*Aim of the task*.
Pull every line from the listing below, unchanged, and leave the pictures out of your answer.

=== Material shown ===

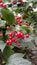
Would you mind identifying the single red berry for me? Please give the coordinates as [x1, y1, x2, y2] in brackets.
[0, 3, 3, 7]
[22, 35, 24, 39]
[9, 36, 12, 39]
[16, 43, 21, 48]
[19, 19, 23, 23]
[3, 4, 7, 8]
[6, 26, 10, 29]
[15, 16, 21, 20]
[25, 22, 29, 26]
[15, 32, 21, 38]
[0, 0, 2, 3]
[26, 34, 29, 38]
[6, 40, 9, 44]
[0, 33, 3, 37]
[12, 38, 15, 42]
[14, 39, 18, 43]
[6, 40, 12, 45]
[12, 1, 16, 5]
[9, 32, 12, 36]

===

*Result*.
Would you mind identifying the single red berry for me? Please give the coordinates as [x1, y1, x2, y2] in brackets.
[0, 3, 3, 7]
[22, 35, 24, 39]
[9, 36, 12, 39]
[16, 43, 21, 48]
[19, 19, 23, 23]
[3, 4, 7, 8]
[6, 26, 10, 29]
[15, 16, 21, 20]
[25, 22, 29, 26]
[15, 32, 21, 38]
[0, 0, 2, 3]
[26, 34, 29, 38]
[6, 40, 9, 44]
[0, 33, 3, 37]
[12, 38, 15, 42]
[14, 39, 18, 43]
[6, 40, 12, 45]
[12, 1, 16, 5]
[9, 32, 12, 36]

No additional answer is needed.